** WORK ORDER **
Below are records; reproduce exactly the lines from the one that has "Target: dense forest" through the one that has "Target: fallen branch", ends included, and nothing more.
___ TASK INPUTS
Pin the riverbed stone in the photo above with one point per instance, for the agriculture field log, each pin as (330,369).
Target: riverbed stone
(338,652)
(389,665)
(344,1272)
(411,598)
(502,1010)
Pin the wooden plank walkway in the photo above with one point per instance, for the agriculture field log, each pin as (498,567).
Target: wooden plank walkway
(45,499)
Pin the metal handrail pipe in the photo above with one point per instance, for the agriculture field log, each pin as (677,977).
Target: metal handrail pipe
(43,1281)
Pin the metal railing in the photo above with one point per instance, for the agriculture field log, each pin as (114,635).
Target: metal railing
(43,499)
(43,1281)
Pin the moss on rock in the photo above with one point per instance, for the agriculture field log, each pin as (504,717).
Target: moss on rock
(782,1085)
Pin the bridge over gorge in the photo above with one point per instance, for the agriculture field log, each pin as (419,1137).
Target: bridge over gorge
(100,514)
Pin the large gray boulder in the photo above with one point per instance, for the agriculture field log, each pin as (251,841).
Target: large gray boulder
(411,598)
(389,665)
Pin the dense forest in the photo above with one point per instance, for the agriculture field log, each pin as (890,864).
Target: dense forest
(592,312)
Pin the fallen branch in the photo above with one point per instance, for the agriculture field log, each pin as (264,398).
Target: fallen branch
______
___ TASK INPUTS
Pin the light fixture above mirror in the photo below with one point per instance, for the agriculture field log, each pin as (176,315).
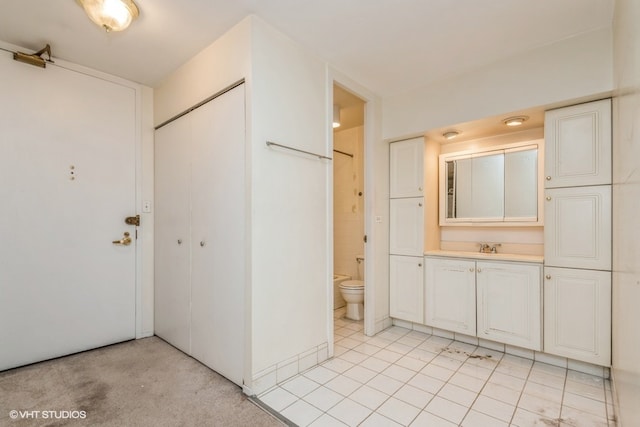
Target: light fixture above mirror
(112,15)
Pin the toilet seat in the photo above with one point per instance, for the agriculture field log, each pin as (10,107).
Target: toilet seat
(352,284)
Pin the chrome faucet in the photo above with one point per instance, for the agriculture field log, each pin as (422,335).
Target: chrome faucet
______
** REPLY **
Target: dense forest
(592,312)
Pin the fallen branch in the photo above with one point per instance, for the agriculture field log, each pin as (264,398).
Target: fallen branch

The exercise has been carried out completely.